### Direction
Print every one of the rows below word for word, leaving the pictures out.

### Supplied material
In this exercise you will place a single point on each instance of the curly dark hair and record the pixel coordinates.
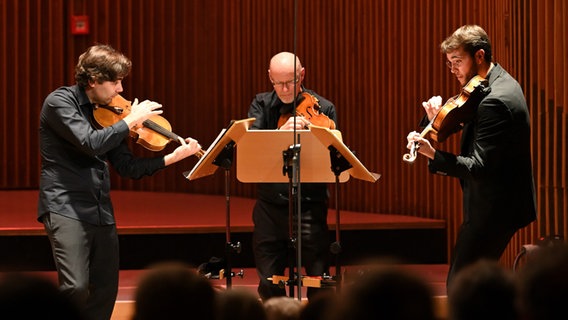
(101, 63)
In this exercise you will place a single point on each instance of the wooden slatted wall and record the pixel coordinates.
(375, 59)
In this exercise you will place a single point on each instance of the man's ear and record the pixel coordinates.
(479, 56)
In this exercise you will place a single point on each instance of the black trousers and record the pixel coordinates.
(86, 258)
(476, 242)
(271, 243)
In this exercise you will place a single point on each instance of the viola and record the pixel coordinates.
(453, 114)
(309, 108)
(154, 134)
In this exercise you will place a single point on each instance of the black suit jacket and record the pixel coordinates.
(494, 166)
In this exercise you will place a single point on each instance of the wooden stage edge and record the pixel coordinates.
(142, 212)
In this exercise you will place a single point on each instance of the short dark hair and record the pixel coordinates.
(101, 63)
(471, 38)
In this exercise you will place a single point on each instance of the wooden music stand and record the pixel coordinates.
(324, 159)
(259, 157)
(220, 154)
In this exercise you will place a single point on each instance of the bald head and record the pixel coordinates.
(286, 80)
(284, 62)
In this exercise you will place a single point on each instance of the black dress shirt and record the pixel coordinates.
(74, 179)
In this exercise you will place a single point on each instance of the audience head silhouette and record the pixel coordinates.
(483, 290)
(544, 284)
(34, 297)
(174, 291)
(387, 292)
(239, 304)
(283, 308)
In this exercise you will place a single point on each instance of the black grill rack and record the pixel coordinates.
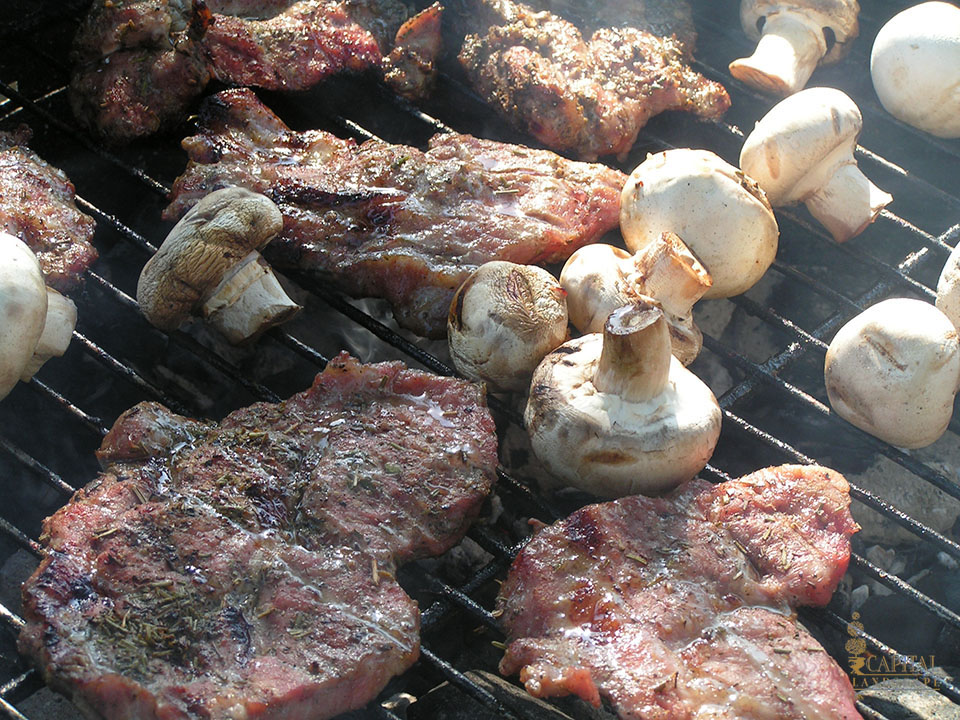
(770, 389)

### Result of this task
In this exercise you will place a single point on each instance of the curly dark hair and record the pixel coordinates.
(101, 63)
In this exercise you will place a single point on each instance of the wooden slatted wall and record the pixel coordinates.
(375, 59)
In this exercise you will place a single point on each instance of the man's ear and record the pixel coordinates.
(479, 56)
In this exercise you will place a single point on each instance of the black trousers and record the pixel coordinates.
(86, 258)
(476, 242)
(271, 243)
In this exercise you will place a single point on each instance of the viola and record the pixel coordinates.
(453, 114)
(309, 108)
(154, 134)
In this exercise you will place a single point on each instance of the black suit jacket and record the pixel coordinates.
(494, 166)
In this exercise you will place a single point on each instance of the wooden stage edge and record the pixel coordinates.
(142, 212)
In this exercise you will place a single point on each instance of the short dark hair and record the pixel coordinates.
(101, 63)
(471, 38)
In this exercise you will place a single point on each instance of the wooden music stand and record the pixel coordinates.
(324, 159)
(259, 157)
(220, 154)
In this exercise you will place a single point on each instance of the bald head and record the pixel coordinates.
(286, 80)
(284, 62)
In this exercise you will place a single point on each instance of the black dress shirt and record the pixel coordinates.
(74, 179)
In this exercise you will place a single point on each instance of the audience head silhouette and record the pixel coordinates.
(483, 290)
(544, 284)
(34, 297)
(174, 291)
(387, 292)
(239, 304)
(283, 308)
In this exercise you will place a single point on each instance of the black grill rack and record the pixel coordinates.
(770, 389)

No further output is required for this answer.